AIM OF THE TASK:
List every phrase enclosed in double quotation marks in the passage below on classical intuition and probability.

SOURCE DOCUMENT:
But my impression is that there's another reason: Our intuition from classical mechanics & statistics has taught us that objects exist independently of us as observers and behave in a deterministic fashion, at least provided we as observers know enough about them. (Meaning that the more we know about the coin's initial position and velocity, the more likely we are to predict the outcome of the coin toss. If we don't know anything about the coin, though, the outcome is as unpredictable as measuring spin up/down in quantum mechanics.) Unfortunately, this whole line of argument is circular: The reason we believe that the existence of physical objects is independent of us, is precisely because knowledge in classical mechanics is an additive quantity and we can get to the point where we know "enough" to come up with deterministic predictions. That is, we never have to discard knowledge when running new measurements and so our knowledge takes on a independent "role" – which we call reality.

This is basically the Bayesian interpretation of probability.
Saying that "the probability of a coin toss of 50% talks about you" is not an interpretation of probability. Saying that we are "50% sure" is also not an interpretation of probability. It's a nonsensical statement. It's like saying we are "50% angry". It doesn't really mean anything.

RAW DATA:
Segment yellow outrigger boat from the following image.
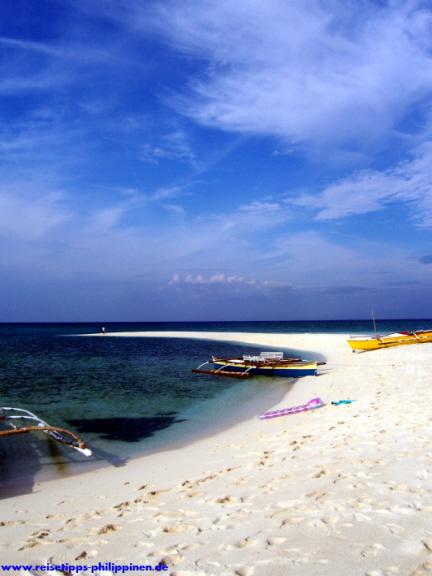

SOLUTION:
"enough"
"role"
"the probability of a coin toss of 50% talks about you"
"50% sure"
"50% angry"